(Azioni richieste)
1. Riscrivi il brano sulla questione meridionale tra "L'Unione Europea ci" e "seguire questo approccio.", estremi inclusi, sostituendo "lira" con "euro".
2. Nel brano sulla questione meridionale, da quanto tempo la politica di intervento straordinario per il Mezzogiorno è stata dichiarata ufficialmente conclusa?
3. Prosegui il brano sulla questione meridionale dopo la sua ultima frase.

La questione meridionale per lunghi anni è stata trascurata e dimenticata, negli ultimissimi tempi, invece, c’è stato un ritorno di attenzione, un risveglio di curiosità e interesse, proprio adesso che la politica di intervento straordinaria del Mezzogiorno è stata dichiarata ufficialmente conclusa ormai da una decina d’anni.

L'Unione Europea ci dice: «possiamo aiutarvi con gli investimenti ma sempre nei termini di co-finanziamento, quindi per ogni lira che mettiamo noi, una lira la dovete mettere voi», e molti mettono in risalto le difficoltà delle regioni meridionali a seguire questo approccio.

Comunque sia, la questione meridionale ritorna alla ribalta per ragioni che in parte sono connesse all'intera economia nazionale, ma in termini lievemente diversi da quelli con cui veniva presentata nel passato. Un tempo, all’origine dell’intervento straordinario, c'era un argomento che sosteneva che l'obiettivo, lo scopo, l'ambizione dell'intervento doveva essere quello di eliminare il famoso divario di reddito medio per abitante tra Nord e Sud, quindi sopprimere, contrastare il processo di divergenza e trasformarlo in un processo di convergenza fino ad arrivare all'eliminazione del divario. Un obiettivo estremamente ambizioso, poi rapidamente abbandonato perché troppo ambizioso e sostituito da obiettivi più attenuati: ci accontentiamo di mettere in moto un processo di sviluppo, ci accontentiamo di avere uno sviluppo autonomo finanziato dagli interni, ci accontentiamo di avere investimenti autonomi, nel senso che siano le capacità imprenditoriali locali a prendere l'iniziativa, senza questi investimenti esterni che hanno sempre un po' il sapore della colonizzazione. 

In realtà c'è stato un periodo, lo ricordo perché è connesso al problema del ritorno alla ribalta del problema del Mezzogiorno, dove sembrava che veramente Nord e Sud si muovessero su un terreno convergente, stessero compiendo un cammino comune. Convergente sempre sul terreno materiale quantitativo del reddito medio per abitante, il famoso indicatore imperfetto ma, insomma, il meno imperfetto che si conosca.

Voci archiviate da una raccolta
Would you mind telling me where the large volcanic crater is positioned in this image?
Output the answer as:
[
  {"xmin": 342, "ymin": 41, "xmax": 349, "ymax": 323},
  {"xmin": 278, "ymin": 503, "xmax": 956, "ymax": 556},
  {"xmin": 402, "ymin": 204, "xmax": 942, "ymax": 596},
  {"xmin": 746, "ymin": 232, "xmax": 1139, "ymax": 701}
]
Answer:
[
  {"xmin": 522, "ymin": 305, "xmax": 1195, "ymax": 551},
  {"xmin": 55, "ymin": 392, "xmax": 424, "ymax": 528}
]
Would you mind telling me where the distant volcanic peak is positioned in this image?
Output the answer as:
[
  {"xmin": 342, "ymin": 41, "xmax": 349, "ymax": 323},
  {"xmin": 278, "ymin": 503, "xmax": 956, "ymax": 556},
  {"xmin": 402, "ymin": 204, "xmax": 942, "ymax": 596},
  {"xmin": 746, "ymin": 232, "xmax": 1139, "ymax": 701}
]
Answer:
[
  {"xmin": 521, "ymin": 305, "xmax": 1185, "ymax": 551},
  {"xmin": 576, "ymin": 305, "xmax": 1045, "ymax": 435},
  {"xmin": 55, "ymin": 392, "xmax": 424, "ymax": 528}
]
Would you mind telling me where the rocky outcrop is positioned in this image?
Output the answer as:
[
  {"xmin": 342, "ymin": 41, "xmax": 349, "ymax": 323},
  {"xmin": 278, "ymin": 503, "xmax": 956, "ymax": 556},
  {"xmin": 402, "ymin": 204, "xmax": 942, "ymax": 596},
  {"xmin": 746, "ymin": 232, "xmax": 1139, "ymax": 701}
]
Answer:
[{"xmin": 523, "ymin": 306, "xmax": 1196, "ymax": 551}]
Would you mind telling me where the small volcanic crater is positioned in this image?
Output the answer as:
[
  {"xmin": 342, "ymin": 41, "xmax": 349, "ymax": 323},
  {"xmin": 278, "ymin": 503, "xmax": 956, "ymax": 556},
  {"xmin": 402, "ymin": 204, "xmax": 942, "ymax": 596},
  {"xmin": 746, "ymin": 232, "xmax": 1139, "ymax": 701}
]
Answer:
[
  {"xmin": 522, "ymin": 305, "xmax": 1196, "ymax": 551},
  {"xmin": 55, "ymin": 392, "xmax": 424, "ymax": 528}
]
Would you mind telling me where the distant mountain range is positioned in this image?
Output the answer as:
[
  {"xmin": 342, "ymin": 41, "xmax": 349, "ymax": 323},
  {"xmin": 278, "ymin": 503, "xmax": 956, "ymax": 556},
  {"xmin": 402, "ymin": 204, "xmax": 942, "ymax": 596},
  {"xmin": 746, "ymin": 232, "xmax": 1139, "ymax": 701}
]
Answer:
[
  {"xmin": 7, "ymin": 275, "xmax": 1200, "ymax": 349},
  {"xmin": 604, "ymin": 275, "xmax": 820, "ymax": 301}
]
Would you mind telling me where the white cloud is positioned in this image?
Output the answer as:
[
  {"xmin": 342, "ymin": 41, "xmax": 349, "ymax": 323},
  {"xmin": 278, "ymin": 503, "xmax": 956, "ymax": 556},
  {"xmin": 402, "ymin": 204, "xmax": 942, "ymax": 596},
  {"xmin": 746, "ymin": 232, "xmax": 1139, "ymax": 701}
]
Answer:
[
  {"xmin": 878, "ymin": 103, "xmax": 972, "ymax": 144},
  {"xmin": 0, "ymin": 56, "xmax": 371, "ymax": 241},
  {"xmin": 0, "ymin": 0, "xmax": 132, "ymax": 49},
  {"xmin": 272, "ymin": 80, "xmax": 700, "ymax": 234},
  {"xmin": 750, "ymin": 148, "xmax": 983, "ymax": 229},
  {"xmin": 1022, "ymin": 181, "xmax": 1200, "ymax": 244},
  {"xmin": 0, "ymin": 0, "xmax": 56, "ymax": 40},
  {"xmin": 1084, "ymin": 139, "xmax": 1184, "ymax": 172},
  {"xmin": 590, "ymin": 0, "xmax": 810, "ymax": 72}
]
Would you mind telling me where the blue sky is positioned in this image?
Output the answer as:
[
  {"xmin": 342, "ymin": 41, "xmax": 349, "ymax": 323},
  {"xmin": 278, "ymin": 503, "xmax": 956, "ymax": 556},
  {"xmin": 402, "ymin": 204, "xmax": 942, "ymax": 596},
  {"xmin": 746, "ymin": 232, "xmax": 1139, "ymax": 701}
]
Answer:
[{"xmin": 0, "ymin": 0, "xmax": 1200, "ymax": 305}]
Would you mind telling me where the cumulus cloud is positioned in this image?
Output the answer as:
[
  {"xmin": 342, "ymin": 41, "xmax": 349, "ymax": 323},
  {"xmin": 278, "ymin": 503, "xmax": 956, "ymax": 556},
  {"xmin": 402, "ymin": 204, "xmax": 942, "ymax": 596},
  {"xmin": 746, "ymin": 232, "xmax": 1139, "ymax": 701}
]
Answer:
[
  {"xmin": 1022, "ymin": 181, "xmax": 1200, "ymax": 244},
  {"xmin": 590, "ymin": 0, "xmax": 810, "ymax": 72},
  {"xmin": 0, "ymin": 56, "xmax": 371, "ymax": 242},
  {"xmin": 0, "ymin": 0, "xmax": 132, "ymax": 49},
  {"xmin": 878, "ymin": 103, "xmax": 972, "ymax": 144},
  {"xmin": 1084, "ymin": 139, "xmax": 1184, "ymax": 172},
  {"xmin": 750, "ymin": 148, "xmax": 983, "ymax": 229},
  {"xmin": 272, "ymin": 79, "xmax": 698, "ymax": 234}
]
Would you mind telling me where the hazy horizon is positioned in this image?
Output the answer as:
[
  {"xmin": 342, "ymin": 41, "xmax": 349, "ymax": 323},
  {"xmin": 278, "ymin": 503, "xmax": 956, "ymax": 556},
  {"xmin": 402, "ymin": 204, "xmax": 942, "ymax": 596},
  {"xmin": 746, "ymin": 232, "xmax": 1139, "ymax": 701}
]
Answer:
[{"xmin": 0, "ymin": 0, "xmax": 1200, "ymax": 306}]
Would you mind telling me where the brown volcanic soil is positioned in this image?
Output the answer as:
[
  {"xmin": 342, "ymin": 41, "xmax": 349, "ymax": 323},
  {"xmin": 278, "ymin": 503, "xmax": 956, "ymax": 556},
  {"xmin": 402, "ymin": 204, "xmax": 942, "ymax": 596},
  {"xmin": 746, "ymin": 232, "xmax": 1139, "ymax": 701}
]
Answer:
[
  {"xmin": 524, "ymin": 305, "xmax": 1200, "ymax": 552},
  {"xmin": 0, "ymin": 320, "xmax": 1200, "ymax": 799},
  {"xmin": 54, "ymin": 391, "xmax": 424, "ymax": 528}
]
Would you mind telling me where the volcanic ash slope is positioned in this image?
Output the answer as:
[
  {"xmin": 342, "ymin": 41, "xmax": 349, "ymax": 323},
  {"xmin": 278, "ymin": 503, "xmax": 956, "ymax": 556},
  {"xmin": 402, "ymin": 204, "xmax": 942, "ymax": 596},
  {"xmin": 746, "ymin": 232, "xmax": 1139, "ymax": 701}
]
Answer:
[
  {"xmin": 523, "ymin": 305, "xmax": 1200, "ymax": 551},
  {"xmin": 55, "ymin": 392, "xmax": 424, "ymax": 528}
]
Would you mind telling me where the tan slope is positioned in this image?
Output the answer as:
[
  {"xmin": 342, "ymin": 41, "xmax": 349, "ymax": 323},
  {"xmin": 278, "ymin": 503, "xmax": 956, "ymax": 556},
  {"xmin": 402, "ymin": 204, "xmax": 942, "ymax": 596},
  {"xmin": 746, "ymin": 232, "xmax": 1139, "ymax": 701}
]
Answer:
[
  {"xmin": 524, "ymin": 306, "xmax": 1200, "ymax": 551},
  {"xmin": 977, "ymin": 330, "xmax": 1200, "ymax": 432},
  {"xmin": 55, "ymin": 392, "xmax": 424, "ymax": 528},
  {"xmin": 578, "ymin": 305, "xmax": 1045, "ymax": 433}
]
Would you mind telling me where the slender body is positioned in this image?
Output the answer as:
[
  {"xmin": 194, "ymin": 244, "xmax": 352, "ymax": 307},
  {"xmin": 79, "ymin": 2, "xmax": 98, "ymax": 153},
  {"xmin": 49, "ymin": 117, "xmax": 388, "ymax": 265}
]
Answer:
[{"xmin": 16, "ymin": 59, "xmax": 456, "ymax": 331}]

(Le risposte)
1.
L'Unione Europea ci dice: «possiamo aiutarvi con gli investimenti ma sempre nei termini di co-finanziamento, quindi per ogni euro che mettiamo noi, una euro la dovete mettere voi», e molti mettono in risalto le difficoltà delle regioni meridionali a seguire questo approccio.

2. Da una decina d'anni.

3.
Questo è il periodo degli anni Sessanta e primi anni Settanta, quello che viene usualmente indicato come il periodo dei grandi investimenti nel Mezzogiorno, il periodo della grande impresa, il periodo del grande interesse delle imprese a partecipazione statale per il mezzogiorno, che inizia nel 1958 con il centro siderurgico di Taranto e poi continua attraverso diversi investimenti pubblici e privati, in varie regioni, nella petrolchimica, nelle raffinerie, eccetera. Ed alla fine si conclude nel 1973 con l'Alfasud di Pomigliano d’Arco, in provincia di Napoli, seguito soltanto dallo stabilimento, sempre Fiat, di Melfi in Basilicata. Per cui gli economisti, osservando questa sorta di coincidenza, sono in genere tentati a dire che questi investimenti in grandi unità produttive, con grandissimi difetti di gestione, furono però gli elementi di rottura che trasformarono la divergenza in convergenza. Cattiva gestione, dicevo, adesso non possiamo entrare nei dettagli, ma diciamo che venivano gestite senza alcun riguardo per l'ambiente locale, quindi privi di effetti propulsivi. Questo è un fatto che può essere anche interpretato e spiegato nelle sue ragioni, un fatto gravemente negativo non solo perché gli effetti propulsivi mancarono, ma perché diedero fiato agli avversari di questa politica, i quali non ebbero difficoltà a dire: «avete voluto i grandi impianti nel mezzogiorno tanto per sperperare denaro pubblico. Cosa avete fatto? Cattedrali nel deserto e nient’altro».

Veniamo al giorno d’oggi, perché ormai sono passati molti anni ed è cominciata l'epoca della globalizzazione. Senza voler dare definizioni impossibili, globalizzazione certamente significa piena libertà nei movimenti di merci, anzitutto per i progressi tecnologici, per la diminuzione del costo dei trasporti e il crollo di quello delle comunicazioni, ogni impresa può frammentare la produzione, può collocare ogni fase di lavorazione in paesi anche lontanissimi, tutto viene comunque diretto dal centro, magari da una grande capitale dei paesi più avanzati. I semilavorati vengono trasportati, separati, riuniti, rimessi insieme per il montaggio, spediti direttamente ai centri di smistamento commerciale attraverso ordini telematici. Le merci insomma si muovono silenziosamente e più rapidamente e l'impresa madre che ha in mano la finanza e la direzione muove merci, lavorazioni, investimenti, occupazione, disoccupazione, in mille diversi paesi del mondo. In altre parole, grande concentrazione finanziaria e grande frammentazione produttiva.

Un secondo aspetto della globalizzazione è che questa non riguarda solo il movimento di merci, ma anche quello dei capitali, infatti per consentire ad una grande impresa di manovrare le sue operazioni produttive disseminate in tutto il mondo, occorre anche consentirle di muovere finanza, liquidità, denaro, laddove bisogna effettuare un pagamento o si prospetta di realizzare un incasso.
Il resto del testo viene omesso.